# Exercise task:
Reproduce the records word for word, starting with the line that contains "jacket and record integer pixel coordinates." and going on through the final line of the records.

==== Source material

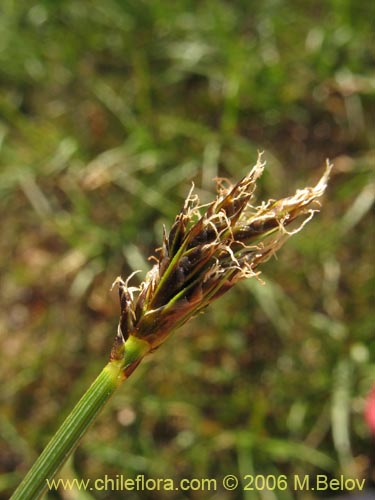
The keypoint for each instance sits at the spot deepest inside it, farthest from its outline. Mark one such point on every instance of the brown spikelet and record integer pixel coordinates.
(209, 249)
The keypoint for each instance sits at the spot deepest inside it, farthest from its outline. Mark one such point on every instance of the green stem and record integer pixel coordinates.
(67, 437)
(58, 450)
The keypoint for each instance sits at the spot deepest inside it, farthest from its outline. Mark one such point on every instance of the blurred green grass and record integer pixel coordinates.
(108, 112)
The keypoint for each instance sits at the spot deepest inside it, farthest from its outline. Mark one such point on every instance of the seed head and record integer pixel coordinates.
(208, 250)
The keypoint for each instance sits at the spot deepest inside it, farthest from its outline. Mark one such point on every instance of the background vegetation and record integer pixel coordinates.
(108, 111)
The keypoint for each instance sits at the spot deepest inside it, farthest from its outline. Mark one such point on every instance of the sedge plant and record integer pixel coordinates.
(208, 249)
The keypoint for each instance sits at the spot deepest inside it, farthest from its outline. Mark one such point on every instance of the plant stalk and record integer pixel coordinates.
(71, 431)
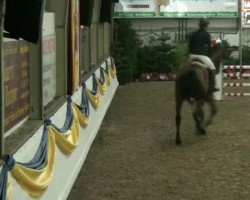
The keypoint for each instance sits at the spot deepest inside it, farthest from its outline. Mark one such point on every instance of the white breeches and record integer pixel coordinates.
(205, 59)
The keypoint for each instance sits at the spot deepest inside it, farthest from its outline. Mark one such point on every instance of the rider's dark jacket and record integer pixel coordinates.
(199, 43)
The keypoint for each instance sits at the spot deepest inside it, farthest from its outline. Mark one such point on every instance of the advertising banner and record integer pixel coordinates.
(246, 13)
(16, 82)
(177, 8)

========

# Finished exercise:
The keypoint for each instance sits at the spot deepest inside it, farthest from its outline. Mark one such point on every instance of the rider's dark jacket and record integer pixel coordinates.
(199, 43)
The keypoint for each instance sits at the spot deepest inside it, farthest from its outline. Mark one such point on every instance of the advertising banner and record integer pixel coordinates.
(246, 13)
(16, 82)
(177, 8)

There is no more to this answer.